**Problem requirements:** Count the lines in the entries below that contain the string "building", matching case exactly, and give only that number.

**The records:**
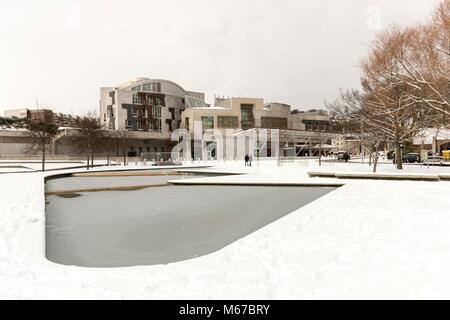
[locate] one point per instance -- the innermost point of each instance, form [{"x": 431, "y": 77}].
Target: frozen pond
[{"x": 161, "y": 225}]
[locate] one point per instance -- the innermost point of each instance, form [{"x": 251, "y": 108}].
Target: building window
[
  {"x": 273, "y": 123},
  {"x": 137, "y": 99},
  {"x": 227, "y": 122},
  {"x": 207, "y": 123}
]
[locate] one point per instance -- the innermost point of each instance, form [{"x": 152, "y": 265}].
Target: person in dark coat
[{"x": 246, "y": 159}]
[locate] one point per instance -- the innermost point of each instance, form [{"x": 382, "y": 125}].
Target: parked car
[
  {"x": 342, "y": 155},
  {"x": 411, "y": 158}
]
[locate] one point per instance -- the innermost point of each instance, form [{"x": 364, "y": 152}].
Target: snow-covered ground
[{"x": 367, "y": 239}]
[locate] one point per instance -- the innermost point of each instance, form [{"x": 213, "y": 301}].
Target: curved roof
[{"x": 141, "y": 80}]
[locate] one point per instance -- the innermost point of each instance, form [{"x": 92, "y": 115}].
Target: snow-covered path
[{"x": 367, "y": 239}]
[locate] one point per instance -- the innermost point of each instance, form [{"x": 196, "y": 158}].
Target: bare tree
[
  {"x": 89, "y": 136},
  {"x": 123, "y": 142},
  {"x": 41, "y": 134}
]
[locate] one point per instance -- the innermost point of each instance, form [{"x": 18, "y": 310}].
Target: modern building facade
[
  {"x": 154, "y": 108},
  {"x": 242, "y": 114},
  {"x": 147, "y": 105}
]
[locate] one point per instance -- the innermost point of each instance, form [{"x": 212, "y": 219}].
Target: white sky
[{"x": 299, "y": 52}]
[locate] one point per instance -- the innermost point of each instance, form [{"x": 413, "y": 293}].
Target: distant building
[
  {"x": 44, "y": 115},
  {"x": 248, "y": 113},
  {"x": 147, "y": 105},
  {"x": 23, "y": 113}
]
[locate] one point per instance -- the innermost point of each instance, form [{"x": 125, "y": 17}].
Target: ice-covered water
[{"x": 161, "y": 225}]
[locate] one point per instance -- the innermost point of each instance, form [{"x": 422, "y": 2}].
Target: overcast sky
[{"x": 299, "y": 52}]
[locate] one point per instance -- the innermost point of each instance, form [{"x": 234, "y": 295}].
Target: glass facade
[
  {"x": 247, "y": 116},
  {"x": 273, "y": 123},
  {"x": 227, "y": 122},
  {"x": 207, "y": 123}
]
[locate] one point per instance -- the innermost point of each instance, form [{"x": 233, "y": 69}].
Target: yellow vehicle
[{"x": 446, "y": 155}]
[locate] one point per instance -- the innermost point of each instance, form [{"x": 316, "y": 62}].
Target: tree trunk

**Response for this exercise:** 3